According to the source text, who gave Kosichkin the old pair of skates on which he became World Champion?

» SOURCE TEXT:
>>

Viktor Ivanovich Kosichkin (; 25 February 1938 – 30 March 2012) was a speed skater who competed for the Soviet Union.

Kosichkin trained at Dynamo. He participated in the 1960 Winter Olympics in Squaw Valley. On the 5000 m, held on his 22nd birthday, he won gold, while the silver medal went to his major rival, Knut Johannesen. On the 10000 m two days later, the roles were reversed, with Johannesen winning gold and Kosichkin silver.

The next year (1961), Kosichkin became Soviet and European Allround Champion, while winning silver at the World Allround Championships (behind Henk van der Grift). In 1962 he was not selected to be on the Soviet team for the European Championships and he damaged his skates in anger. His friend Yevgeny Grishin gave him an old pair of skates and Kosichkin became World Champion on these.

1963 was not a good year for Kosichkin, winning no major medals and finishing only 15th at the Soviet Allround Championships. In 1964, he once more won silver behind Johannesen at the World Allround Championships. He also participated in the 5000 m and the 10000 m at the 1964 Winter Olympics of Innsbruck, but he did not win any medals.

<<

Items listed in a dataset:
>>

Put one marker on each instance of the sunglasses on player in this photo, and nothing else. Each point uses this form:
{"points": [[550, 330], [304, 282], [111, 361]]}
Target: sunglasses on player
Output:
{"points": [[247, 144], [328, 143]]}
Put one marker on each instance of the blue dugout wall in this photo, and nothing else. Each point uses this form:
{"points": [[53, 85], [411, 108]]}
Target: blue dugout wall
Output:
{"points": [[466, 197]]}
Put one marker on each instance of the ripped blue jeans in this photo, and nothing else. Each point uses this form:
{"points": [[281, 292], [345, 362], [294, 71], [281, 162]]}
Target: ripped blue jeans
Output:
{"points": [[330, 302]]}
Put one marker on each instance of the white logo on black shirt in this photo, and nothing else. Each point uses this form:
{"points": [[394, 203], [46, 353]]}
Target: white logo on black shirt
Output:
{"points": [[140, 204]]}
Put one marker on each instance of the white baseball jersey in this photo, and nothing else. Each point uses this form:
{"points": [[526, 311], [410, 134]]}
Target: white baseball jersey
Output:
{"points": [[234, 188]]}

<<

» WORKED SOLUTION: His friend Yevgeny Grishin gave him the skates.